-- BEGIN Source excerpt --
After graduating, he had some scholarship offers, but not enough to pay for him to get a higher degree, so he had to go back to work and wound up in the landscape business, which he really enjoyed for about eight years.
Nigro started his writing career almost by accident. During his first year at Trojan, the Batavia Daily News was advertising for a part-time sportswriter and Jim applied. He didn't get the job because he didn't yet have a degree. The sports editor at the time figured maybe the job should go to somebody with a degree who didn't have a job.
A couple of years later, that editor was in JC Penney buying an engagement ring and Claudia mentioned that he knew her husband. They struck up a conversation and that led to Jim and the editor getting back in touch.
The editor wanted somebody to write a series of five outdoors articles.
That series became eight years of outdoors writing for the Daily. It also became fodder for Nigro's first book, "Dear Sam: Remembrances for My Grandson," a collection of true outdoor adventures and lessons Nigro wanted to share with his first grandson.
Ater the eight-year writing stint, Nigro and the Daily parted company and he came to really miss writing those columns. When The Batavian came along, Claudia contacted the online-only news site to see if there would be space for an outdoor column. Of course there would.
About this time, Jim decided that he really needed to write this novel, but he couldn't get it done while working full time. He and Claudia talked it over and decided they could get by if he quit his landscaping job to write.
"We decided to trust God," Nigro said, who with Claudia had by this time raised a son and a daughter (they now have four grandchildren).
And it's worked out fine, Jim said. And he got his book done.
Besides writing the book, Jim also drew many of the illustrations (there's also two photographs and one drawing by Claudia).
The book release party will be at 6:30 p.m., Thursday, at GoArt!, located at Seymour Place, 201 E. Main St., Batavia. The first copies of the book will be available and Jim will be there to sign personalized copies.
-- END Source excerpt --
-- BEGIN Given data --
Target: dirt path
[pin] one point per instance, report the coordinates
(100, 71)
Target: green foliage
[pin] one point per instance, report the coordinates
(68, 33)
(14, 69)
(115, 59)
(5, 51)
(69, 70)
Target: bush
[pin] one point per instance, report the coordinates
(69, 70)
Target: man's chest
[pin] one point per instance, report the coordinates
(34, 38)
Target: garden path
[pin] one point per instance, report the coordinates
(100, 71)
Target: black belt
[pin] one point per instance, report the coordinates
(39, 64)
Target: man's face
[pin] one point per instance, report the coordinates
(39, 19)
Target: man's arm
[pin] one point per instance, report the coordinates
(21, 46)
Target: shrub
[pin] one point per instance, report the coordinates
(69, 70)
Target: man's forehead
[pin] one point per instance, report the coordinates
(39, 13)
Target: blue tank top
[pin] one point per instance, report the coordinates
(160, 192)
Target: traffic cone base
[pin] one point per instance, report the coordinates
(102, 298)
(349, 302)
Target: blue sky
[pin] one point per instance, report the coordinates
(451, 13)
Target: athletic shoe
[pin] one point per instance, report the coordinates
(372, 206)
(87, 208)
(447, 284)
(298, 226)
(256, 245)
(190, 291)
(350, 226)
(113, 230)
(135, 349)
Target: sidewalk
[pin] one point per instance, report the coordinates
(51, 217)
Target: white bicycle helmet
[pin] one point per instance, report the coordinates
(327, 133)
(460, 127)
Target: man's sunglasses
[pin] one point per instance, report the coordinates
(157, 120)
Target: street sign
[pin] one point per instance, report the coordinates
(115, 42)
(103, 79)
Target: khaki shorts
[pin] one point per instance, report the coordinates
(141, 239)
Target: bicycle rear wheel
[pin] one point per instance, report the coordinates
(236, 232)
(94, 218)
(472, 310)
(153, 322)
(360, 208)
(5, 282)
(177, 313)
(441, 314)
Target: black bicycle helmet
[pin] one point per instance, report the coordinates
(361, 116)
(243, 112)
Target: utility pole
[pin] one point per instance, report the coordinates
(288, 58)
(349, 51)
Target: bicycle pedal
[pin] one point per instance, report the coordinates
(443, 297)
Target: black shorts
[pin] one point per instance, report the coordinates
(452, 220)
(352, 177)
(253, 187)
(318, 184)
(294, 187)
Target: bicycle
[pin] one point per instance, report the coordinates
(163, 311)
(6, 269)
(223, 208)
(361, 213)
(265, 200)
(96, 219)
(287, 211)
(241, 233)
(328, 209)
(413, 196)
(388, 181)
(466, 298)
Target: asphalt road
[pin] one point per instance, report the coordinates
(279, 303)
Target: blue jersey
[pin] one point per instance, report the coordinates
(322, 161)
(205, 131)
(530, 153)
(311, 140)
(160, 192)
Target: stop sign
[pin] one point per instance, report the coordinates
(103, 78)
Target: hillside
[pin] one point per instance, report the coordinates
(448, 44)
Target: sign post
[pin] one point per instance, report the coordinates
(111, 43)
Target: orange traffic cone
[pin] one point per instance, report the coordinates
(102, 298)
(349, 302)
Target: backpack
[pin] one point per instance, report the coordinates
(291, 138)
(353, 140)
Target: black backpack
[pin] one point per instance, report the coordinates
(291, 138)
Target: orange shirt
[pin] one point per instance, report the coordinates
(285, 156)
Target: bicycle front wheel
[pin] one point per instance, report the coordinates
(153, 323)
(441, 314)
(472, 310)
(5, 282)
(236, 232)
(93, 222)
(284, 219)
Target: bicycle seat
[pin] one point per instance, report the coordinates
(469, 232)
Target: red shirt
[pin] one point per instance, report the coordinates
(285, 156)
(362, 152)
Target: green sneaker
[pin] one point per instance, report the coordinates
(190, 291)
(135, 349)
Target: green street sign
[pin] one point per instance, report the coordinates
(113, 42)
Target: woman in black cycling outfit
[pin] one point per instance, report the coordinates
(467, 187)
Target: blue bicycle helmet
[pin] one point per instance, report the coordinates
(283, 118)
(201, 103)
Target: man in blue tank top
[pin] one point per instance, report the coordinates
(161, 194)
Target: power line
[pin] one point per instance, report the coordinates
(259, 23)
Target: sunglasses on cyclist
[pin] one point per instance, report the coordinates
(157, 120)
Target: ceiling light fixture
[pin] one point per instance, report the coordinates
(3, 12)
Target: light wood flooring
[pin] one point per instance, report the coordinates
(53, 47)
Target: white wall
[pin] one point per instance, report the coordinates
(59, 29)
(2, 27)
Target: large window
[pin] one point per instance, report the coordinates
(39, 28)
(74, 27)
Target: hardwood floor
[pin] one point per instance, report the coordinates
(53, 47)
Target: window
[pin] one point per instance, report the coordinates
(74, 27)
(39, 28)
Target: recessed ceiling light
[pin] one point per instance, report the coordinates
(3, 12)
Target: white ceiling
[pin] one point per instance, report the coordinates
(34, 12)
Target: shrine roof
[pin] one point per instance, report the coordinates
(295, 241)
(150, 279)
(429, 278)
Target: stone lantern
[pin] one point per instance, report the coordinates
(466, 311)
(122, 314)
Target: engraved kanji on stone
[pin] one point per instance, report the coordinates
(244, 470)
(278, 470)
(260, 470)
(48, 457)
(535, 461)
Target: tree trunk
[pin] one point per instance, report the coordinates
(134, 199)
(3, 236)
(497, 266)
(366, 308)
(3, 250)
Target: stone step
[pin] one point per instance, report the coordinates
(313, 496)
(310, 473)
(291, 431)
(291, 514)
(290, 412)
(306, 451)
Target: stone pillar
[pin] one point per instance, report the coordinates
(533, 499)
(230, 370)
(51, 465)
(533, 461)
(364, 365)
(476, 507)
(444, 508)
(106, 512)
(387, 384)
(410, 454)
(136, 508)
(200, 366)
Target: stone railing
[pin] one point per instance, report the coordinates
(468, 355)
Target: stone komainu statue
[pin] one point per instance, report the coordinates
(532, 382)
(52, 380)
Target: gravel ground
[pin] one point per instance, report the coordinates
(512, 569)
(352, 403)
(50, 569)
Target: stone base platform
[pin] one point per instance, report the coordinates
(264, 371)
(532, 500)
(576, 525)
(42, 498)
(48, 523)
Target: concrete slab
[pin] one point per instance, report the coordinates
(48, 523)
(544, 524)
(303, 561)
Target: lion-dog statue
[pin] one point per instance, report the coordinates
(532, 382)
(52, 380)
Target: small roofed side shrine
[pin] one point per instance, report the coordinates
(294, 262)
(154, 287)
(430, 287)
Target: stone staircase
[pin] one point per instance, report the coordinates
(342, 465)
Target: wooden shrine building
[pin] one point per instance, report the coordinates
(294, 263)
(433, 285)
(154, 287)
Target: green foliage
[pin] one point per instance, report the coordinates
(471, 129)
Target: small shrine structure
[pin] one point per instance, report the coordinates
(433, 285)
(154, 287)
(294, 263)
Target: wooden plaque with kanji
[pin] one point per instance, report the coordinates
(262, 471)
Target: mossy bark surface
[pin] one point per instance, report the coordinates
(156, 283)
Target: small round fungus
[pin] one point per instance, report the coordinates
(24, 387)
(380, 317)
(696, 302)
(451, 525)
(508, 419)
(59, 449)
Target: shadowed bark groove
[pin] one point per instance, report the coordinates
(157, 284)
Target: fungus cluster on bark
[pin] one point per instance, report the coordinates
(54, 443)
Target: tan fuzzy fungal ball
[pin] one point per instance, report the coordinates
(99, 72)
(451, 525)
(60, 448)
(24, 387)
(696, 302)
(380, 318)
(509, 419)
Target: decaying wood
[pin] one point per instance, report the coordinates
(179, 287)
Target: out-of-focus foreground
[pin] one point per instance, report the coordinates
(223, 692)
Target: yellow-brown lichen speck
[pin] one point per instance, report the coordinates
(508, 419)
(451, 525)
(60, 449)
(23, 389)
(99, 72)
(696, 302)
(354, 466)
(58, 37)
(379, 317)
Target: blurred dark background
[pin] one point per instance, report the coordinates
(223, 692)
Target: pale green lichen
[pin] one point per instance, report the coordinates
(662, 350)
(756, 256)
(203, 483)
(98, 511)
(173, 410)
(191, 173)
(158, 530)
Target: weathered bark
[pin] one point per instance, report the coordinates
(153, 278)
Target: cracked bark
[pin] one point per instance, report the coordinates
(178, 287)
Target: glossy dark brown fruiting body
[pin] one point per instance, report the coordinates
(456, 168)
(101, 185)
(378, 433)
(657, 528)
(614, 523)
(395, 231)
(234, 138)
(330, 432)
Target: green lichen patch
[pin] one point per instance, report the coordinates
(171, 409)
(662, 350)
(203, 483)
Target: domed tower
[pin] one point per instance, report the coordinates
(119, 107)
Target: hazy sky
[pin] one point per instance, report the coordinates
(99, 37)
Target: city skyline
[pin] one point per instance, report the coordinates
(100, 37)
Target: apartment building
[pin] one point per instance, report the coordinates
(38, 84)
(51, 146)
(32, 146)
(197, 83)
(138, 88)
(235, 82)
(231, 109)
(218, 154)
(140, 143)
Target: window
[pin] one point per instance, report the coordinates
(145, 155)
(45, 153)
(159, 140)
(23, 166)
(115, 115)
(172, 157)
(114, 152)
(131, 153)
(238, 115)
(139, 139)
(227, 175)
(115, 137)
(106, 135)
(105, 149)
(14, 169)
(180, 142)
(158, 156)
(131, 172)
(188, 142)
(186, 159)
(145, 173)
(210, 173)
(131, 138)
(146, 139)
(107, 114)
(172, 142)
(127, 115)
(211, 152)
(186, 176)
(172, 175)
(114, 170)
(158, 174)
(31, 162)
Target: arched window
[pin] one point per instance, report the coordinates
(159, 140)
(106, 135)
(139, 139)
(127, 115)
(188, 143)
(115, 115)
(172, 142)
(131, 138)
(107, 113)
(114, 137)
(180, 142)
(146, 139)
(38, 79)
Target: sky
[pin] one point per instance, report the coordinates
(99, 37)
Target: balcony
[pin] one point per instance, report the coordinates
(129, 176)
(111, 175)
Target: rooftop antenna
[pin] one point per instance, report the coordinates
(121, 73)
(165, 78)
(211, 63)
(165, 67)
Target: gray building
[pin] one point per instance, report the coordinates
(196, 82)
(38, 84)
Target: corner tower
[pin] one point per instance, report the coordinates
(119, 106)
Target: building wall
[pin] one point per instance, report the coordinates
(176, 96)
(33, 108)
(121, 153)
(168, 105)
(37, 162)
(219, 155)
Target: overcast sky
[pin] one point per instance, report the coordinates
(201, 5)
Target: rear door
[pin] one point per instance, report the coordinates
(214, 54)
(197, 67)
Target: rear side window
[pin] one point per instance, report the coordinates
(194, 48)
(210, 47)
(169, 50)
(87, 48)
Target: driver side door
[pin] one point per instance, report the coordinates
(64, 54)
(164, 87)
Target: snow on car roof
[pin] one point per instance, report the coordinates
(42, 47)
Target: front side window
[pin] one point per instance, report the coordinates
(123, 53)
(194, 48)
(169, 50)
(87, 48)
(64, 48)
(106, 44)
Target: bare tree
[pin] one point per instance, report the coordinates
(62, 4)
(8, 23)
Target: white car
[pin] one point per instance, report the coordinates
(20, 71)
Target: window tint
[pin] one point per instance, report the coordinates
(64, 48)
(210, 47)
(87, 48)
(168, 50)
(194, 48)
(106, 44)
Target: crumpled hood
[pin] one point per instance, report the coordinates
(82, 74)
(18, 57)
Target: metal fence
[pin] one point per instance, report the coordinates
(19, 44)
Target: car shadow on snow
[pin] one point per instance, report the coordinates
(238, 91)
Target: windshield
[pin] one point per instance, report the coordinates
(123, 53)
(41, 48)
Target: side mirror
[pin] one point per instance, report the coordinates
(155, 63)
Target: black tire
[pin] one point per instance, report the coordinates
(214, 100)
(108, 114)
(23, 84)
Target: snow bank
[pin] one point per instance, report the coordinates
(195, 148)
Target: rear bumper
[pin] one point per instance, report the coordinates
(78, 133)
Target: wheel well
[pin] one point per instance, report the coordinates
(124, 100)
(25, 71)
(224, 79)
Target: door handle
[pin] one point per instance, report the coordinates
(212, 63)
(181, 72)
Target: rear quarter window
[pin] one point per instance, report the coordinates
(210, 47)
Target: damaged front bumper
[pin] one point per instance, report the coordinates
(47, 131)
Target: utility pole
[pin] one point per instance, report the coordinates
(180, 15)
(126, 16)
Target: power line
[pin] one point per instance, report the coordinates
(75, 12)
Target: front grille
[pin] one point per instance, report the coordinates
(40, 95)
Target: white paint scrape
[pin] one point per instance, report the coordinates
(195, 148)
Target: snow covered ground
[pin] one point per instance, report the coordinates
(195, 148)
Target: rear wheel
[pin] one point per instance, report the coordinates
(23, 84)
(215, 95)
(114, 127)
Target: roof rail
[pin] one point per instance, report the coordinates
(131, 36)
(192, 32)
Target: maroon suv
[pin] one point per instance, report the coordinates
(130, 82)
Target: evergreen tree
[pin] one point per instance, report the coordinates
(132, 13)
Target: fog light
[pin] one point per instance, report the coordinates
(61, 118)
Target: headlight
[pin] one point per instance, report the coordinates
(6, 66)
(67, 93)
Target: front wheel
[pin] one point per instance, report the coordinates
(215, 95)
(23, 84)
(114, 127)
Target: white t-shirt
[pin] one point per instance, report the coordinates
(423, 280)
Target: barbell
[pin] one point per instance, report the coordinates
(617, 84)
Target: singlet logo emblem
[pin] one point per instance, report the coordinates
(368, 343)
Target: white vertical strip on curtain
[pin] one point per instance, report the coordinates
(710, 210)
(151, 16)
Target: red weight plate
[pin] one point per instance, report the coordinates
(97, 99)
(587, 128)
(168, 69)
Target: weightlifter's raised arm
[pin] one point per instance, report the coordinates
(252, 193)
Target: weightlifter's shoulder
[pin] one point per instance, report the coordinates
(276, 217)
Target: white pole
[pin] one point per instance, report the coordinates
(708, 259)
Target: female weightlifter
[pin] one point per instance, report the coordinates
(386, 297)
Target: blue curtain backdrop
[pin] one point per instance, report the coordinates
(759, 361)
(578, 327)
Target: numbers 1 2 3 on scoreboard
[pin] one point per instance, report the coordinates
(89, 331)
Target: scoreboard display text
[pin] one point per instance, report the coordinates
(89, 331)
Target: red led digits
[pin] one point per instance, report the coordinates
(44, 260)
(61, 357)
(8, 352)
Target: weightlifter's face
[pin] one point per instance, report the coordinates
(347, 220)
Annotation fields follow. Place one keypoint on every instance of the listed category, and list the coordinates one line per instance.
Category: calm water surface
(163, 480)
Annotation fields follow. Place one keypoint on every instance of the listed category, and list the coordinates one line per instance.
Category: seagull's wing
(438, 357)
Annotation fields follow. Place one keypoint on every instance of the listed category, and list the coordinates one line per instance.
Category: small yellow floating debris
-- END Given data --
• The task:
According to the article about Jim Nigro, what was the title of his first book?

• Expected output:
"Dear Sam: Remembrances for My Grandson"